Passage to read:

◇ ◇ ◇ ◇

A copper chair by Soren Ferguson, Max McInnis’s Ray chair, Jaeyeon Park’s Jimmy chair, and Barbora Žilinskaitė’s Storyteller (background detail). Photo-Illustration: Curbed; Photos: Courtesy Jaeyeon Park, Fran Parente, Jonald Dudd, and Friedman Benda

To achieve work that felt more naturalistic, designers often left surfaces a little rougher, revealing the marks of human hands. Barbora Žilinskaitė’s lumpy Storyteller cabinet was one such piece. Sculpted from denim-blue wood-based resin, the anthropomorphic cabinet featured two folded hands as doors and a blobby silhouette for the shelves above it. The copper benches and chairs by Soren Ferguson at Matter’s sprawling new showroom above its Broome street gallery had rough edges and patinated surfaces that look like a serendipitous accident from the welding process. At Wanted, Jaeyeon Park, a recent Cranbrook graduate, exhibited Jimmy, a series of two mangled and twisted resin chairs painted in neon yellow and orange. They were inspired by “La Ballade de Jim,” an uptempo cover by the French synth-pop group Paradis of Alain Souchon’s 1985 song about a man who gets drunk and crashes his car after his girlfriend breaks up with him. One of the stranger and ultimately more fascinating works I saw was Max McInnis’s Ray chair at Jonald Dudd, a show that is always design week’s most conceptual exhibition. McInnis usually works with found objects that are Frankensteined together with an industrial binding material. With the Ray chair, McInnis used rough pea gravel to bind French-style chair legs to a folding chair adorned with Swarovski crystals, velvet upholstery, and a yellow chain — a completely unexpected mix.

Another Human’s Doodle table, Hiroko Takeda’s Social Fabric weaving, Paul Simon’s Loop light, and Bec Brittain’s Aries Rising Capricorn (background detail). Photo-Illustration: Curbed; Photos: Courtesy Jonald Dudd, David Mitchell

This year, many artists and designers whose trademark is meticulous and precise craft also broke away into something more unrestrained. Another Human’s frenetic Doodle table at Jonald Dudd’s installation in Canal Street Market — a tangle of metal supporting a resin top — was a departure from designer Leah Ring’s Mattise cutout and Memphis-inspired pieces. At Colony’s first group show in two years, I got lost in Hiroko Takeda’s Social Fabric weaving. Her sculptural works are usually quite intricate and feature repetitive patterns, but for Social Fabric, she sporadically deviated from a geometric overshot pattern with improvisational weaves, resulting in a glitchy, blurry motif. The lighting designer Bec Brittan let go of the idea of perfection with Aries Rising Capricorn, a new lighting series inspired by a Keith Riley drawing of an overflowing urn and fiber optics. Brittain, whose work is typically planar, didn’t want to “design” the series and instead free-form twisted acrylic rods to come up with lights that look like 3-D hand drawings.

◇ ◇ ◇ ◇

Data provided:
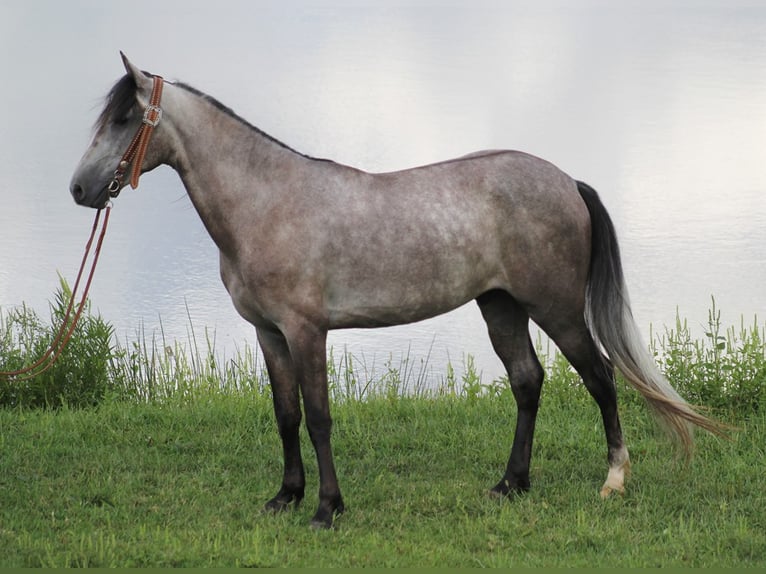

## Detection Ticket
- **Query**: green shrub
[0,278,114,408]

◇ ◇ ◇ ◇

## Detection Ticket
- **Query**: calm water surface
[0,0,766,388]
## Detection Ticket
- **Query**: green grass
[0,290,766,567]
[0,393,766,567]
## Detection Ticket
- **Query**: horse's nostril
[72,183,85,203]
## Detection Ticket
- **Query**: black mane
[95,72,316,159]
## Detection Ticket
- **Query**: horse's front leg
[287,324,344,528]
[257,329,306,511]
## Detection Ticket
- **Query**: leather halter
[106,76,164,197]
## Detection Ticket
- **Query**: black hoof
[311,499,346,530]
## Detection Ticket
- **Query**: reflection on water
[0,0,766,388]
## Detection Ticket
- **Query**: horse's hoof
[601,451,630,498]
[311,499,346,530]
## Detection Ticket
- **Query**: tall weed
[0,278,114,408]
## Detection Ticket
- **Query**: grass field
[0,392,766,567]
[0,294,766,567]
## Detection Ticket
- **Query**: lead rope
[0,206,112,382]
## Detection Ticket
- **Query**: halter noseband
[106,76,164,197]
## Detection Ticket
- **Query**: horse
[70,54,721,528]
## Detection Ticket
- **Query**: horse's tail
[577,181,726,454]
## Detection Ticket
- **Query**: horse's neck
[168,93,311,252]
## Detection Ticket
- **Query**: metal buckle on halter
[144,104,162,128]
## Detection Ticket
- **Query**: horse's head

◇ ◇ ◇ ◇

Exercise requirements:
A - In the design-week passage, what did Max McInnis use to bind French-style chair legs to a folding chair for the Ray chair?
B - Pick up the design-week passage after its final sentence and keep writing it.
The material has no connection to the design-week passage.

Answers to each task:
A - Rough pea gravel.

B -
Atelier Zébulon Perron’s Palais des Glaces. Photo: Arseni Khamzin

While there were so many brilliant and exhilarating works in this year’s strange edition of NYCxDesign, it was Palais des Glaces, a collaborative installation by Lambert & Fils and Atelier Zébulon Perron, that transported me most of all. The atmospheric installation at Lambert & Fils newish Tribeca showroom was composed of pillar candles hanging off steel structures that riffed on New York’s scaffolding and set atop tall monolithic candlesticks. Mirrors reflected the flickering light and the flow of people in the room. The Montreal-based lighting company opened its space last year but wasn’t able to host a housewarming until now. The candles had been burning for hours by the time I entered the dark showroom, and trails of melted wax careened down the side of the candlesticks, hardening into oozing shapes that morphed throughout the evening. The ephemerality of the installation, changing at each moment, felt hauntingly beautiful. The other side of it all is a thrilling place to be.